──────── EXERCISE INPUT
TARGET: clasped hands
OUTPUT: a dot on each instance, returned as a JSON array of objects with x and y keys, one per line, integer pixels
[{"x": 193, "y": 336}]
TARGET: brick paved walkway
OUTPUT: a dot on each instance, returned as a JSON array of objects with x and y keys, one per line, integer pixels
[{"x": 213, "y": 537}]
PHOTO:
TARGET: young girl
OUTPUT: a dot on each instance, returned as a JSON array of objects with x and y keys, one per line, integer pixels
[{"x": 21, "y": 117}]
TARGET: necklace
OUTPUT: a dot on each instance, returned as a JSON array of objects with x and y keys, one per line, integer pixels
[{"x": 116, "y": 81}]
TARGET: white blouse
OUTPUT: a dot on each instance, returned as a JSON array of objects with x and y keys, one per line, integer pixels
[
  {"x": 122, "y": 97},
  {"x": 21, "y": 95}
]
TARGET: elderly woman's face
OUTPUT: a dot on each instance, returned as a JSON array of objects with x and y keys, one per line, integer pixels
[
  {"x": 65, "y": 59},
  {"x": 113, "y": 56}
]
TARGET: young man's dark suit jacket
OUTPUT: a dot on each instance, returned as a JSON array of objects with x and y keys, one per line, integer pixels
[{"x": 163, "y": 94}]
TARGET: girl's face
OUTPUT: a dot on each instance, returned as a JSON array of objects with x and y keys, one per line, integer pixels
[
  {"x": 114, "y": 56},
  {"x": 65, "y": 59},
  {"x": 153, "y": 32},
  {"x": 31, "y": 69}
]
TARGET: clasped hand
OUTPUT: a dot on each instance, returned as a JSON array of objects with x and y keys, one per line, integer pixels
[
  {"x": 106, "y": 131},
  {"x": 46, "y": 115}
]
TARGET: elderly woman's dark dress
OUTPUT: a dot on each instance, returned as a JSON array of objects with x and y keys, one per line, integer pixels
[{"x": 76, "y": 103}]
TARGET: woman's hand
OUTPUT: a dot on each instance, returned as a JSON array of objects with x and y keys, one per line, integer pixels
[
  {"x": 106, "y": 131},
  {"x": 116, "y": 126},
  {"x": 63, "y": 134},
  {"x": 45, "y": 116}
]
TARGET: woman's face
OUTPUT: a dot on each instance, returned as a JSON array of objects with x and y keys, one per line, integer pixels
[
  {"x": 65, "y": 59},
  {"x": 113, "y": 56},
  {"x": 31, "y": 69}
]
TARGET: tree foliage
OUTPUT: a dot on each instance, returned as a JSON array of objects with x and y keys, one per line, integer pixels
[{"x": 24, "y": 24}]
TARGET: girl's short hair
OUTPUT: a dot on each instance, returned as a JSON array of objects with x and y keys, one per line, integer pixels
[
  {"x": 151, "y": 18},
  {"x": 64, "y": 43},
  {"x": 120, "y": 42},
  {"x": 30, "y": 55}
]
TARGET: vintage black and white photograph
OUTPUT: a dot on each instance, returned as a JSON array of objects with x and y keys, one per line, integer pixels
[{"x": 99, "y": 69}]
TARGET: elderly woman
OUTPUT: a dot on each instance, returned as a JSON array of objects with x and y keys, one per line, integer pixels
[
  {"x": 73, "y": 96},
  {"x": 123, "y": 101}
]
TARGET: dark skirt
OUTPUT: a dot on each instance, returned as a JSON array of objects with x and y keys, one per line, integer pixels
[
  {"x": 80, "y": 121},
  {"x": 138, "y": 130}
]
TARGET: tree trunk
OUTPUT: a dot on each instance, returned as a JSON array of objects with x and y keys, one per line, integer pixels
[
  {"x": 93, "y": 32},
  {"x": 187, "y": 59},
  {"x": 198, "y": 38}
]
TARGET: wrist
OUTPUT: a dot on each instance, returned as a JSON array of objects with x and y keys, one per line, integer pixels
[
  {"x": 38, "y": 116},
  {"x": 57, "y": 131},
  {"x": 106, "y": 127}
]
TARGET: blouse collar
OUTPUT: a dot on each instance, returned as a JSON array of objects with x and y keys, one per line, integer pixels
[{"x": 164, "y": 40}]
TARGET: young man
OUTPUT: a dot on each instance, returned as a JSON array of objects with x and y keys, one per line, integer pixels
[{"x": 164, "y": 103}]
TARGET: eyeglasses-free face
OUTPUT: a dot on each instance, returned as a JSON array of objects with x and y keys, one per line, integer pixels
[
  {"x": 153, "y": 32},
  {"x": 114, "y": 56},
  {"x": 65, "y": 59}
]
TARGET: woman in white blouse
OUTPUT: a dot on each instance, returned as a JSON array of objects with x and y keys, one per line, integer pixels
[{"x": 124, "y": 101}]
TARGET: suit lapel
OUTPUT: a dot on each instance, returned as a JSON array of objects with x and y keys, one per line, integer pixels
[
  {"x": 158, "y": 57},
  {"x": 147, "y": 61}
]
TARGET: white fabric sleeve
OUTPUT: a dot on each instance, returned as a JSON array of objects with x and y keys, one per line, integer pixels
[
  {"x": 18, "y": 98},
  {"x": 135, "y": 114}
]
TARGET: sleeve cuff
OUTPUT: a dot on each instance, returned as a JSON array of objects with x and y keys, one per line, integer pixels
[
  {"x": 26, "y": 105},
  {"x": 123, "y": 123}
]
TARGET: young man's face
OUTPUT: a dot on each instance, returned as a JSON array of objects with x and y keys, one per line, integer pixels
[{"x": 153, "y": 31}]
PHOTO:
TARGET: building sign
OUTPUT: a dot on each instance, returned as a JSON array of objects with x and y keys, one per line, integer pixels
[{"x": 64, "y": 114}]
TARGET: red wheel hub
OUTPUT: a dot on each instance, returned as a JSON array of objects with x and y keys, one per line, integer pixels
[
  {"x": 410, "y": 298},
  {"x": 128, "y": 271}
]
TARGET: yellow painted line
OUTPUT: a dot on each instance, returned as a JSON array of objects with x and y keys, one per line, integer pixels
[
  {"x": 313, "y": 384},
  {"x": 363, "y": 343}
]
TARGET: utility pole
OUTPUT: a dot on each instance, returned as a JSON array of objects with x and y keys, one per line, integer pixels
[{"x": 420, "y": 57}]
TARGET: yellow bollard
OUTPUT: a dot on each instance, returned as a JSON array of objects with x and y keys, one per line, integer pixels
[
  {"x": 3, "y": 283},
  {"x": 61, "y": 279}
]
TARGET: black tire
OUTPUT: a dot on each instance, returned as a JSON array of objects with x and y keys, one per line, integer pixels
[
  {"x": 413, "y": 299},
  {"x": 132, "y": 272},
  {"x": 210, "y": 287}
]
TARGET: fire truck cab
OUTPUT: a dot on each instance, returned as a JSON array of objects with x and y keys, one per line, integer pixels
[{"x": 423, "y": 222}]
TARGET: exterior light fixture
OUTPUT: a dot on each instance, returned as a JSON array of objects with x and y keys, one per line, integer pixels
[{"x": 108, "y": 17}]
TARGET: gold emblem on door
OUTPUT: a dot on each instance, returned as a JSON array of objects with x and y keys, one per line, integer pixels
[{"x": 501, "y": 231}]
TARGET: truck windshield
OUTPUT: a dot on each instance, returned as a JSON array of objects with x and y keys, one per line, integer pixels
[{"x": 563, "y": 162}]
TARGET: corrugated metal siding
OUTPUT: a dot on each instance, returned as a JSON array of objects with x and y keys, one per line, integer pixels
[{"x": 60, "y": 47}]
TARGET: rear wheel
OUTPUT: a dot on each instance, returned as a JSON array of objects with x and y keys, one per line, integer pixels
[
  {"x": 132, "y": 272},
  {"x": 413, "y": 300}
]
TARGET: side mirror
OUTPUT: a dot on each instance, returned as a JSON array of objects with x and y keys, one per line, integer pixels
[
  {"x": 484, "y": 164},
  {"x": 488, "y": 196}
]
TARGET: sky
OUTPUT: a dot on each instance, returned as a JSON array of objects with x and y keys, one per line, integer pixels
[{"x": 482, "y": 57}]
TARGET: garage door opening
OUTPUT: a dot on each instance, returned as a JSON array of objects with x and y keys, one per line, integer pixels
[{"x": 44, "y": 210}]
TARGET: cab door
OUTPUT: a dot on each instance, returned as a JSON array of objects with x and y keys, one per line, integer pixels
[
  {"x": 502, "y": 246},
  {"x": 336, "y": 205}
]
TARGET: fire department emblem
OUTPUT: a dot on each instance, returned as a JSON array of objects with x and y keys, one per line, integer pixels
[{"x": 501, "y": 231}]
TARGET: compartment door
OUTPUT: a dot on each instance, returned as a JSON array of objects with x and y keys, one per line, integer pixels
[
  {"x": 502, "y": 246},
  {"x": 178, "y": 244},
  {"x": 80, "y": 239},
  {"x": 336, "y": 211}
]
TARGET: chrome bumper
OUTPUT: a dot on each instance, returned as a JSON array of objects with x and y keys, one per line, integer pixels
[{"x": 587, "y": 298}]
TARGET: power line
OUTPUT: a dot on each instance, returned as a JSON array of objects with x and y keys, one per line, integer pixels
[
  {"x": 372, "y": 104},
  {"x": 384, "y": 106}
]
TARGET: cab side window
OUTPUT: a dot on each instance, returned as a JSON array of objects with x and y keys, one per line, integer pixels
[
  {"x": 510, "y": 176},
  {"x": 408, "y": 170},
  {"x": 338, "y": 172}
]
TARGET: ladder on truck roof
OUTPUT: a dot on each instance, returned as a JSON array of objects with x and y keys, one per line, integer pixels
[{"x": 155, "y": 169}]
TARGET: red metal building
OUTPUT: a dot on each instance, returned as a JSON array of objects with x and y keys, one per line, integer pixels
────────────────
-- REQUIREMENTS --
Print nothing but the lines from the line with "TARGET: cab side window" to the last line of the records above. Both of those lines count.

-- COMPLETE RESPONSE --
TARGET: cab side window
OUTPUT: a dot on each instance, returned as a JSON array of objects with x and y keys, one per line, integer pixels
[
  {"x": 510, "y": 176},
  {"x": 408, "y": 170},
  {"x": 338, "y": 172}
]
TARGET: ladder on truck roof
OUTPUT: a dot on each instance, returned as a JSON array of objects with x and y keys, one per line, integer pixels
[{"x": 155, "y": 169}]
TARGET: red metal building
OUTPUT: a dot on each instance, returned as a JSON array of objects with x and y keys, one per line, integer pixels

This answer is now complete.